> _SHORT EXERCISE_: Reproduce each of the lines word for word.

> _MATERIAL FOR THIS TASK_:
☆ ☆ ☆ ☆
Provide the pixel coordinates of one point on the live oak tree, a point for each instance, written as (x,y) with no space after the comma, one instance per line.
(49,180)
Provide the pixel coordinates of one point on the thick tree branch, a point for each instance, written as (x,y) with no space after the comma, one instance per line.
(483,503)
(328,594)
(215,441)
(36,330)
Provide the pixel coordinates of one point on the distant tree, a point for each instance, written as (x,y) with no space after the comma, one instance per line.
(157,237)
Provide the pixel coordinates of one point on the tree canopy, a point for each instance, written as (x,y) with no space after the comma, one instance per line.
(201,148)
☆ ☆ ☆ ☆
> _EXERCISE RESPONSE_:
Provide the pixel coordinates of one point on the live oak tree, a point for each instance, written as (x,y) with no space after the comma, one instance per line.
(49,180)
Provide the pixel coordinates of one point on the thick tree branch, a point for each instance, written as (x,y) with no space after the comma, one instance per line.
(483,503)
(328,594)
(215,441)
(36,330)
Provide the pixel coordinates of one point on the distant tree, a point for each instance, written as (x,y) with no space after the comma, one instance per line.
(157,237)
Provide the pixel coordinates of one point on the tree canopy, a point for each instance, written as (x,y) with no space after the comma, one instance per line.
(201,148)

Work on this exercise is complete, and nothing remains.